## READING PASSAGE

Such being the allegations of the bill, its prayer is

"that

Page 121 U. S. 417

the lease or instrument in writing, whereby your oratrix conveyed her said property to Joseph E. Davis or acknowledged that the right thereof was in him, be adjudged void and of no effect as against your oratrix; that the devise of said property in and by said will to the defendant, Joseph D. Mitchell, be decreed to be void; that the beneficial ownership and title to said property be decreed, as against said Joseph E. Davis, deceased, and his devisees, to be in your oratrix; that an account may be taken of the payments which were made by and for your oratrix in the premises, that it may be ascertained whether or not she has in fact paid to said Joseph E. Davis the full amount which she was bound to pay to entitle her to the relief hereby prayed, as she has hereinbefore alleged, your oratrix being willing, and hereby offering, to pay any balance which may be found against her on such accounting to the parties entitled thereto, and that, upon the ascertainment that your oratrix has fully paid all such sums as in equity she ought to have paid, or upon her payment thereof now, she may be decreed to have the absolute indefeasible title of said property as against said defendant."

## GIVEN PROBLEM 1
Please find each line in the records that contains the word "mountain" and copy those lines out, treating uppercase and lowercase as different.
The passage and the records come from separate, unrelated sources.

Recorded data:
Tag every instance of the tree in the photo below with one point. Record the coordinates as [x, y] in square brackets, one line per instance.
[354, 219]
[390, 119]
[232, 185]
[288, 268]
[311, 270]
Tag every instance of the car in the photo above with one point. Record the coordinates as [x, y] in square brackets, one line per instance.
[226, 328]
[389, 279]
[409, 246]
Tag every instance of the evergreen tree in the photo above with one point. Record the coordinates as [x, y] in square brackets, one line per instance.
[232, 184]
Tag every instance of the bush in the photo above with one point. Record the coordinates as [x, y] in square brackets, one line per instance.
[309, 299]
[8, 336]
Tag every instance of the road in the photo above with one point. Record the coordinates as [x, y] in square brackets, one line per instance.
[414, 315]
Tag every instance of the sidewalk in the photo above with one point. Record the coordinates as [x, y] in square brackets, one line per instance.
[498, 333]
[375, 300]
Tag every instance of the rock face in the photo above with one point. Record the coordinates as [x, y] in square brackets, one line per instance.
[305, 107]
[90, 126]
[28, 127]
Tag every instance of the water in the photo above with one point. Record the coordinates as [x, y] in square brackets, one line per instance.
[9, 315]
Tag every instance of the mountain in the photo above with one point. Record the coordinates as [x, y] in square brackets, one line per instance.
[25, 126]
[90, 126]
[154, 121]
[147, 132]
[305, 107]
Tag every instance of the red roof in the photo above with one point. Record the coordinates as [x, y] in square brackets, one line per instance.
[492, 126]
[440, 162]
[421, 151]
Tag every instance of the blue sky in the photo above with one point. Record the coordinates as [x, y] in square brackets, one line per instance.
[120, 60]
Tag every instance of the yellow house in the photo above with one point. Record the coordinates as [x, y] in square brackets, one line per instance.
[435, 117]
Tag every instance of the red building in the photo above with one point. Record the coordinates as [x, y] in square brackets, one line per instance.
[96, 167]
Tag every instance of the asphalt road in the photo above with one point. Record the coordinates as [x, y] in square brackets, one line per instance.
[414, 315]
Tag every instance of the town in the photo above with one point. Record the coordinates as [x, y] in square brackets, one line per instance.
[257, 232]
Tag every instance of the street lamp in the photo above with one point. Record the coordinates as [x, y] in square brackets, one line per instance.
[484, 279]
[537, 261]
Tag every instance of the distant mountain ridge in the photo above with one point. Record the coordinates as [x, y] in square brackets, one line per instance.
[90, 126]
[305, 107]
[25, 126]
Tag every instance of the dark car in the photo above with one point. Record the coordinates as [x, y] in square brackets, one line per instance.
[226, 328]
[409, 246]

## GIVEN PROBLEM 2
In the passage, to which defendant does the will devise the property?

## FINAL ANSWER 1
Tag every instance of the mountain in the photo above with one point. Record the coordinates as [x, y] in square brackets, one line per instance.
Tag every instance of the distant mountain ridge in the photo above with one point. Record the coordinates as [x, y] in square brackets, one line per instance.

## FINAL ANSWER 2
Joseph D. Mitchell.